INFORMATION SHOWN:
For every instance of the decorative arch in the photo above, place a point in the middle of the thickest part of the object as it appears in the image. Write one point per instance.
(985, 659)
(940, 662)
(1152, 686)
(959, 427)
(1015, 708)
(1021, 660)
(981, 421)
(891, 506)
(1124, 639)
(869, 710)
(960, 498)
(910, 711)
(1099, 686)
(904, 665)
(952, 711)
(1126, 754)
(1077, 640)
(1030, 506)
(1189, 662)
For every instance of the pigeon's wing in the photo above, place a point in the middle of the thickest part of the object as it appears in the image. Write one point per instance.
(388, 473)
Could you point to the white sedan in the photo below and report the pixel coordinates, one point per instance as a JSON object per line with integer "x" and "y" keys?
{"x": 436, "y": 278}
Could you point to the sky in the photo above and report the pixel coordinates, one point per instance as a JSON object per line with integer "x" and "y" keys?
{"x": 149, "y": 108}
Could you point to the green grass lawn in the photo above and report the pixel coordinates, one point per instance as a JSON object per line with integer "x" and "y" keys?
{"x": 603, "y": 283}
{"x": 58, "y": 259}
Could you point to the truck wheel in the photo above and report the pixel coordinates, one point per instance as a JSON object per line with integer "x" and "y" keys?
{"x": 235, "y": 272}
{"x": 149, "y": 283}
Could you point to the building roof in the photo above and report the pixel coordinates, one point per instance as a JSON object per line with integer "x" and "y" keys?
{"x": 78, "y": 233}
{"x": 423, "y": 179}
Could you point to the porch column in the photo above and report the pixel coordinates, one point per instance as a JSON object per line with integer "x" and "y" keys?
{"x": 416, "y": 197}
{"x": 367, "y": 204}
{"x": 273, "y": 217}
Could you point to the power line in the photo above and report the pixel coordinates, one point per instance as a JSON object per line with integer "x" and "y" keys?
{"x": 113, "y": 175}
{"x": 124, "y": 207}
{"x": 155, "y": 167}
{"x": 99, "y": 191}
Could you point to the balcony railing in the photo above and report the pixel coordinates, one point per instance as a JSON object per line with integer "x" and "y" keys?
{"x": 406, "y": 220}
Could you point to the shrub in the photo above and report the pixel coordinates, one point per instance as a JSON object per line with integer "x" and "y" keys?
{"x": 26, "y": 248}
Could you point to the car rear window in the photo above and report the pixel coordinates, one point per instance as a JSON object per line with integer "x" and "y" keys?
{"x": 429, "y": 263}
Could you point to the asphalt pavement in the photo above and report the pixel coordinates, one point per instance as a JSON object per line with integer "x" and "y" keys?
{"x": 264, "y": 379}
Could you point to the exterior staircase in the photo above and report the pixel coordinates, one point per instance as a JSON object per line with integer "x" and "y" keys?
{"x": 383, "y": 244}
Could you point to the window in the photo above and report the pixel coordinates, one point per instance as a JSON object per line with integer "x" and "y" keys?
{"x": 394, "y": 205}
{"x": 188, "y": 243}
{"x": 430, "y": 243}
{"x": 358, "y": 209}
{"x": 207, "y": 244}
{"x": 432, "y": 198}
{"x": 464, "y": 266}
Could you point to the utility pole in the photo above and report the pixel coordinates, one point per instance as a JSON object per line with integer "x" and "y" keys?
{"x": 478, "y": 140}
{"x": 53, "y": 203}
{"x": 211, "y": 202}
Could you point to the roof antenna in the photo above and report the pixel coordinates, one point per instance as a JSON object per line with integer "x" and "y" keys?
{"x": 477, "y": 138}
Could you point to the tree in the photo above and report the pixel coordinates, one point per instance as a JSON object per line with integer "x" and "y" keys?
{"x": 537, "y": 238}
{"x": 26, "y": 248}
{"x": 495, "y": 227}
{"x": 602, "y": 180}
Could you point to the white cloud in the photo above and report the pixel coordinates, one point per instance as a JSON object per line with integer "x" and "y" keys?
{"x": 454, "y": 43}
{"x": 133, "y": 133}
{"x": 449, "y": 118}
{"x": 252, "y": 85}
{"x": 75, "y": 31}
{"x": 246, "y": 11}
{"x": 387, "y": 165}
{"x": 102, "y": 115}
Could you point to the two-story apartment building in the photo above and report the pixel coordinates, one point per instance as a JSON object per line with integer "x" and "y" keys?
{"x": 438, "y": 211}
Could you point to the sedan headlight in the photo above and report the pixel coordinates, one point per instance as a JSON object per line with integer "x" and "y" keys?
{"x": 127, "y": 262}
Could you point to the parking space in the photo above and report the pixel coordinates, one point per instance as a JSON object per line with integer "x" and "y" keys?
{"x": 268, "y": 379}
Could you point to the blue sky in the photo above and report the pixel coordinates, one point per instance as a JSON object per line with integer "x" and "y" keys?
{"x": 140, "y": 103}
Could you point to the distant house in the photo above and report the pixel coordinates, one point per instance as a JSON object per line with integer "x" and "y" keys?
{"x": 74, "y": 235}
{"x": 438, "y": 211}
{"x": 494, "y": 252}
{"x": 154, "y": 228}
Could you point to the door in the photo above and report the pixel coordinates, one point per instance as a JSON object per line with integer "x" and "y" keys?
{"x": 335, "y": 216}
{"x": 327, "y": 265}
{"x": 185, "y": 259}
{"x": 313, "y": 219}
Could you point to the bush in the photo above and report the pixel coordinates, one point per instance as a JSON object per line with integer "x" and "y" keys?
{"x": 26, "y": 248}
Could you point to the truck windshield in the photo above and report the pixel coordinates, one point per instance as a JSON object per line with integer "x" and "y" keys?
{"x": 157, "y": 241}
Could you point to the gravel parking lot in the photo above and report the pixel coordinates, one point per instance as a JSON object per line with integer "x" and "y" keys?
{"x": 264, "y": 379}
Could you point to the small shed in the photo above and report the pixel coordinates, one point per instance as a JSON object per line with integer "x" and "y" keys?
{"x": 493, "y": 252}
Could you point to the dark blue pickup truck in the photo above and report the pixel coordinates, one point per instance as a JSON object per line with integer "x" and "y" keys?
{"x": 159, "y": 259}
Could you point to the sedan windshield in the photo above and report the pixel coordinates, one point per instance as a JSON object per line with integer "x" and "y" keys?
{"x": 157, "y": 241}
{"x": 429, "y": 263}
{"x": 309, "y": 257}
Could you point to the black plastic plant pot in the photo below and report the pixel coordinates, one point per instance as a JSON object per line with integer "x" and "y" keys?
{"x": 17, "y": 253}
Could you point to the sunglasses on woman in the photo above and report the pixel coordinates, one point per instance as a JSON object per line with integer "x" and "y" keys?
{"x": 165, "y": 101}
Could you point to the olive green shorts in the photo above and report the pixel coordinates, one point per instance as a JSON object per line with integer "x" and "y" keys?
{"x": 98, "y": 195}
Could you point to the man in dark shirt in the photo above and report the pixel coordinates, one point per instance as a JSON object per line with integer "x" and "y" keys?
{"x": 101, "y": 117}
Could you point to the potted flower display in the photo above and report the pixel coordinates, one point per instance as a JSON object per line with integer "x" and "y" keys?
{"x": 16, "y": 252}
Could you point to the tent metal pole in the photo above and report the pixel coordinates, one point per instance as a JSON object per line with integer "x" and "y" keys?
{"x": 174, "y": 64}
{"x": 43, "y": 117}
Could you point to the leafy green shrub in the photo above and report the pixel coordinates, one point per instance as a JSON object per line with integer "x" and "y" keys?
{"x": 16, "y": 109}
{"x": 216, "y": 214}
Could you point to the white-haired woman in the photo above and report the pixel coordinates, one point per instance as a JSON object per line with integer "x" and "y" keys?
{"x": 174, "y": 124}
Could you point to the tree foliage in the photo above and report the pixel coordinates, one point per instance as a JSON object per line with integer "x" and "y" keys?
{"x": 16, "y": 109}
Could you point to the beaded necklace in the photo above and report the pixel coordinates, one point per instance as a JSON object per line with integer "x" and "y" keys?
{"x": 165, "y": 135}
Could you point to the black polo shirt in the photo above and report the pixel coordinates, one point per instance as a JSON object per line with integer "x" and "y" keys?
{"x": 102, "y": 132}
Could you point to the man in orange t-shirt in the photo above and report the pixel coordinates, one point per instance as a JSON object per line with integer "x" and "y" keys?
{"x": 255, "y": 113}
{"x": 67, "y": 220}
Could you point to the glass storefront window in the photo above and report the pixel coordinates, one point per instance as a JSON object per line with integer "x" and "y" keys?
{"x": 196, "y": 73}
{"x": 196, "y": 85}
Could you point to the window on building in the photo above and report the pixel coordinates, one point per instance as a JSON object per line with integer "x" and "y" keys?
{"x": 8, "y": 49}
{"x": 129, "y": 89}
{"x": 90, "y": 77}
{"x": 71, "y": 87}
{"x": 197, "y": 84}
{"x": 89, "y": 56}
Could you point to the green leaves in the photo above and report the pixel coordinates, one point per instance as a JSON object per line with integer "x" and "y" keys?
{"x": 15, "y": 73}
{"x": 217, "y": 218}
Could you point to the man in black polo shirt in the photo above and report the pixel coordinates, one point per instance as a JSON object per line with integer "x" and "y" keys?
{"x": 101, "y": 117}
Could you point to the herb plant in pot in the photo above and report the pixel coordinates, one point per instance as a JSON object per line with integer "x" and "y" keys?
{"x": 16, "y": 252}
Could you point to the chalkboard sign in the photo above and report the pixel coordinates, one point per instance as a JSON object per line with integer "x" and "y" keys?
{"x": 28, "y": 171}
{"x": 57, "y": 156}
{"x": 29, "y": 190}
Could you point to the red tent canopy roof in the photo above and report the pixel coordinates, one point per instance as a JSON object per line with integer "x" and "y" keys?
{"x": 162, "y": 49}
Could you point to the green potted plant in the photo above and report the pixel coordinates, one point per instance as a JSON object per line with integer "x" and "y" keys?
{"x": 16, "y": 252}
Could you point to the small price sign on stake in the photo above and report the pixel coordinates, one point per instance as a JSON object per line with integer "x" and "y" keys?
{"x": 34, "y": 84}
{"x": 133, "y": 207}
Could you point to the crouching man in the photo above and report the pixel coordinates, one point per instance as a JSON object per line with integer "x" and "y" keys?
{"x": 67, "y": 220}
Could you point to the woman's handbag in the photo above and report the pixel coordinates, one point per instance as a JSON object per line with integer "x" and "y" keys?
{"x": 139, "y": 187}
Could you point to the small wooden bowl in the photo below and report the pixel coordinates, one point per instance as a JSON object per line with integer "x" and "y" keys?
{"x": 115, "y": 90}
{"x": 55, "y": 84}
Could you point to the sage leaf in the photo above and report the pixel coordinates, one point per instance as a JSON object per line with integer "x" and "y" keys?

TASK DETAILS:
Reproduce verbatim the part of the records that opens with the line containing "Could you point to the small wooden" and runs through the end of the records.

SOLVED PROBLEM:
Could you point to the small wooden bowl in the photo below and report the pixel coordinates, one point per instance as a JSON object per line with integer "x" and "y" keys?
{"x": 115, "y": 90}
{"x": 55, "y": 84}
Could you point to the sage leaf in the photo above and report the pixel coordinates, one point per instance as a JSON object per line with integer "x" and "y" keys?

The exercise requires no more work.